> What is needed:
Extend the piece below about Jordan's takatāpui identity, picking up right after its final sentence.

══ Text section ══

When that relationship ended, Jordan picked up the processing again by becoming more vocal about it, sharing it on social media and telling friends and family.

“My social media has always been a bit of a journal for me. I figured if people didn’t like the way I used it then they would just stop following me.

“It was 2021, I told everyone there that I prefer they/them pronouns, and to please not refer to me as a woman. It worked, a mentor of mine called me a day after I posted it, apologising for not knowing or asking, and saying he would do better, and he did.”

Later in the year, when Jordan starred in the short film He Takatāpui Ahau, they discovered a different community and a term that bound their gender identity to their whakapapa.

“It was te ao Māori that really brought me back home to myself. Being in that space and sharing the mauri with other takatāpui in that short film was a blessing.

“Living back home here in Tūranga, reconnecting with the community and working for Te Tairāwhiti Arts Festival, that helped ground me in my whakapapa and helped affirm my identity as takatāpui.”

Jordan is awaiting gender-affirming healthcare through the hospital, a 9-12-month wait list just for a surgery consultation. This comes after they got counselling from OutLine Aotearoa.

“The surgery is hard to wait for, to be honest.”

After receiving counselling through OutLine, they joined the board. They’re also co-chair to Te Whatu Ora Te Tairawhiti Consumer Council.

═══
══ Supplied records ══

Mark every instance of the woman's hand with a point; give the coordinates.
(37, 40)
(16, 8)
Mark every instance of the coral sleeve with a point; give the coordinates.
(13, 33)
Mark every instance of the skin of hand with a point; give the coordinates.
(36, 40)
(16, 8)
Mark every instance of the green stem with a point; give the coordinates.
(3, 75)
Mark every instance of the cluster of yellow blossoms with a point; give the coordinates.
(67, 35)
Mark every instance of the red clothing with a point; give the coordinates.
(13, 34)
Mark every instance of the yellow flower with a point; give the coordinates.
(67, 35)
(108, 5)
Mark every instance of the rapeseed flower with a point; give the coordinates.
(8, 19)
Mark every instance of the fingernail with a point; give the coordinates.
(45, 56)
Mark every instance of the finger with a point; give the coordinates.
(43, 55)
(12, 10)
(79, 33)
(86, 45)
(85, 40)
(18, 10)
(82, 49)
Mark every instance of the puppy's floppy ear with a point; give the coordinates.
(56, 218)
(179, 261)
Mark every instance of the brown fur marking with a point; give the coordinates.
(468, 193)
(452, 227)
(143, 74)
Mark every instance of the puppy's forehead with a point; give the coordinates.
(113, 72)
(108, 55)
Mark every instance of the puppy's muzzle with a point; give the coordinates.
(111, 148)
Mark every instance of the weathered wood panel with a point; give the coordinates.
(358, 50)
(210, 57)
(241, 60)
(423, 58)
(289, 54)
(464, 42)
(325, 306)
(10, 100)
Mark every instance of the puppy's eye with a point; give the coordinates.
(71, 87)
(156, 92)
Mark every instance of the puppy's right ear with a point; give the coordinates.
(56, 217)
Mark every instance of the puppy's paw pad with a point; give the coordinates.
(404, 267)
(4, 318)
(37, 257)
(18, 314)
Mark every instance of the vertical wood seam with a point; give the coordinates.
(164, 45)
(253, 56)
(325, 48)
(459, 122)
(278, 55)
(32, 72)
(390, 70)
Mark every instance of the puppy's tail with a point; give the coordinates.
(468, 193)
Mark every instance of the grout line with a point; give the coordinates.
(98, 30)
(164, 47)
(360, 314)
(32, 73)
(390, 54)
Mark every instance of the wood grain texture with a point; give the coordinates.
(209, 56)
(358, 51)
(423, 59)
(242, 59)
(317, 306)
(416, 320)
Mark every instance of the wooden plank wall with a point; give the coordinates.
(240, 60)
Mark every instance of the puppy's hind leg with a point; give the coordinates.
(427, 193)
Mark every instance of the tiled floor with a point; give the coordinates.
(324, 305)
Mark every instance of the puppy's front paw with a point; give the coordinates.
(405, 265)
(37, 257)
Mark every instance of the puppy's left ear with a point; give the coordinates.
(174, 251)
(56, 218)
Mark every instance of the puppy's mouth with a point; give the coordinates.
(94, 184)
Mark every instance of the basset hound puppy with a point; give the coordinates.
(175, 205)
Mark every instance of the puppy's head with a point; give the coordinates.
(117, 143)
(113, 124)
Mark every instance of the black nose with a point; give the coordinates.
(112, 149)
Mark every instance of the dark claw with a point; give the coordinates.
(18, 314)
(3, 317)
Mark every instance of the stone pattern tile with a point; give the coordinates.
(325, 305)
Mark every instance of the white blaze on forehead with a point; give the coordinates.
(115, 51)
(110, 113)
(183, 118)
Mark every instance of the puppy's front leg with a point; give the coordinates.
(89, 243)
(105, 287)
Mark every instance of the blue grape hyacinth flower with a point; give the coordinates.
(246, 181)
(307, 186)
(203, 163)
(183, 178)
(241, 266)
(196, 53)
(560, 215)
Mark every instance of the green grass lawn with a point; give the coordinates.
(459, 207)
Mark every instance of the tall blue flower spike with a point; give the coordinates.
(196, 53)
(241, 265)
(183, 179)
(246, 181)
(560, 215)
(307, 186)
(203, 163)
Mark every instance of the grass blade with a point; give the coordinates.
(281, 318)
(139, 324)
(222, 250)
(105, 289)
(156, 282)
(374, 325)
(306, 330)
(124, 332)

═══

> Response area:
“It’s nice that I can use my experience to be a voice for people within the rainbow community. My presence really has influence over services that support our wellbeing, and that feels pretty worthwhile.

“If you had told me four years ago in that forest that today I would be two years into receiving testosterone, have a strong career, a son, and influence within governance to fight for rainbow people, I probably would have left that relationship a long time ago.”

They have held many different roles which included being the Green party candidate, standing in the local body elections, working as line producer with Te Tairāwhiti Arts Festival, and then producer with Touch Compass, and recently taking up the role with InsideOut Kōaro — a schools’ focused rainbow organisation — as the Te Tairāwhiti Schools Coordinator.

Jordan encourages any schools, kura and organisations wanting to talk to them about their role with InsideOUT Kōaro, and how they might be able to support them, to get in touch.

This follows on from NZ First’s stance that relationship and sex education should not be a part of the education curriculum which would stop basic education on sex and relationships being taught.

In the NZ First coalition agreement with the National Party, it states there will be a refocusing of the curriculum on academic achievement and not ideology, including the removal and replacement of the gender, sexuality, and relationship-based education guidelines.

“During elections and in candidate meetings, it seemed to me that people were coming from a place of fear and misunderstanding. The political parties fed on this, arguing that people’s children were being indoctrinated, which cracked me up for a few reasons; one, the RSE is teaching about gender identities that already exist and with many pre-dating colonialism, and two, if the fear is indoctrination, then what about colonisation?”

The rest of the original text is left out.